### Try it
Go through each line of the records below and count those with the word "white". Give only the count.

(Collected data entries)
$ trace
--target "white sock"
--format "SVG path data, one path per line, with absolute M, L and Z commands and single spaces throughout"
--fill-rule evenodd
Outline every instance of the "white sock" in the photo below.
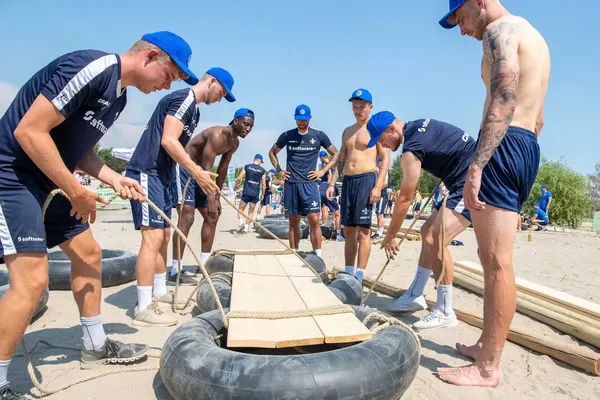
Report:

### Solution to this problem
2